-- START OF Supplied text --
First Peoples and Warpaths: Comparative Review

As long as humanity exists, people’s minds will always try to unravel the mysteries that History is responsible for. The more controversial this or that historical problem is the more disputable researches appear.

Most of the present books that are concerned with historical problems throw light on the existing paradigms. A few of them provide the reader with a journey through centuries by means of maps, documents and other supportive materials. A very few can boast of presenting the reader a sufficient overview of the existing problem, formulate it in an appropriate way, suggest new perspectives, new information on it and some innovative approaches to the problem study. The books the current paper is concerned with are just of the kind.

We are going to talk about ‘First Peoples: A Documentary Survey of American Indian History’ (2007) by Colin G. Calloway and ‘Warpaths: Invasions of North America’ (1994) by Ian K. Steele.
-- END OF Supplied text --
-- START OF Supplied information --
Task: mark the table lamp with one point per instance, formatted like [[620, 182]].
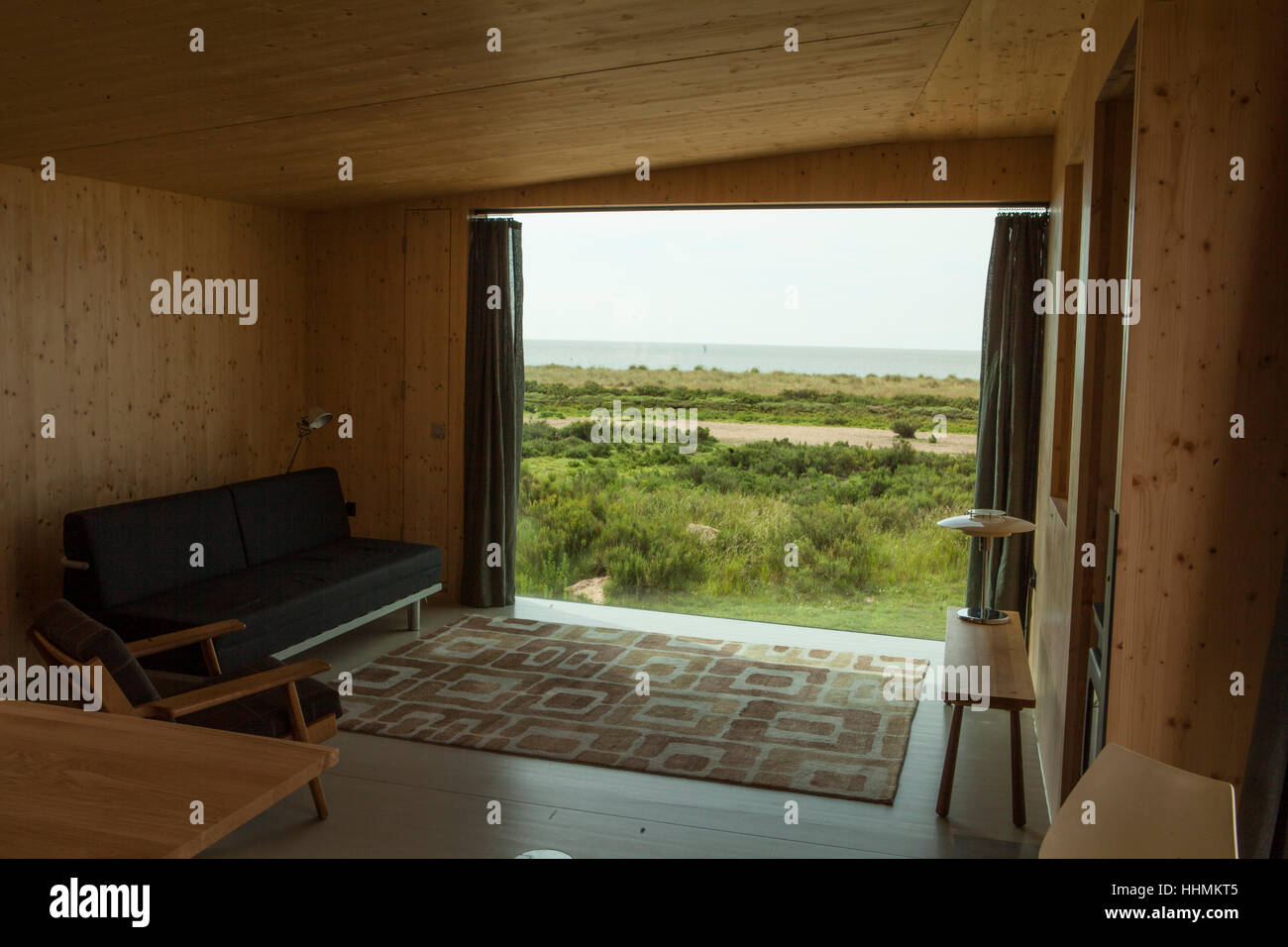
-- END OF Supplied information --
Tasks to perform:
1 – Will you echo, word for word, the stretch of the book review from "First Peoples and" through "of the kind."?
2 – How would you put this sentence from the book review into Spanish: "Most of the present books that are concerned with historical problems throw light on the existing paradigms."
3 – Can you write the next part of the review of the books by Calloway and Steele, picking up after its final sentence?

Responses by task:
1 –
First Peoples and Warpaths: Comparative Review

As long as humanity exists, people’s minds will always try to unravel the mysteries that History is responsible for. The more controversial this or that historical problem is the more disputable researches appear.

Most of the present books that are concerned with historical problems throw light on the existing paradigms. A few of them provide the reader with a journey through centuries by means of maps, documents and other supportive materials. A very few can boast of presenting the reader a sufficient overview of the existing problem, formulate it in an appropriate way, suggest new perspectives, new information on it and some innovative approaches to the problem study. The books the current paper is concerned with are just of the kind.

2 – La mayoría de los libros actuales que tratan problemas históricos arrojan luz sobre los paradigmas existentes.

3 –
Both of the authors are professors of History: Colin G. Calloway is a professor of History and Samson Occom Professor of Native American Studies at Dartmouth College; Ian K. Steele is a professor of History at the University of Western Ontario. The most prominent works of Colin G. Calloway include ‘The Scratch of a Pen: 1763 and the Transformation of North America’ (2006); ‘One Vast Winter Count: The Native American West before Lewis and Clark’ (2003); the ‘First Peoples” (2007) we are going to discuss here is also among the most award-winning books of the author.

Ian K. Steele is a professor of History at the University of Western Ontario. His award-winning books include ‘Betrayals: Fort William Henry and the “Massacre” (1993) and ‘The English Atlantic, 1675-1740’ (1986). Though his work ‘Warpath: Invaders of North America’ has never got any awards, its contribution to the study of Native Americans can hardly be overestimated.

The main concern of both books under consideration is American Indian history. In the ‘First Peoples’ the author has taken this wide and complex field and has effectively narrowed it to significant and fascinating events. The book suggests perspectives on the past, overviews American History before Columbus, investigates the existence of The Iroquois Great League of Peace, examines the Laws of the Confederacy, pictures early American towns and cities and gives a deep analysis of the invasions of America during 1492-1680.

Also, the topics covered in the book include: two views on King Philip, the war with the Indians in New England, Indians in Colonial and Revolutionary America, 1680-1786, American Indians and the New Nation, 1783-1838, foundations of Federal Indian Law and a Native Response and other issues that are important in terms of understanding American Indian history.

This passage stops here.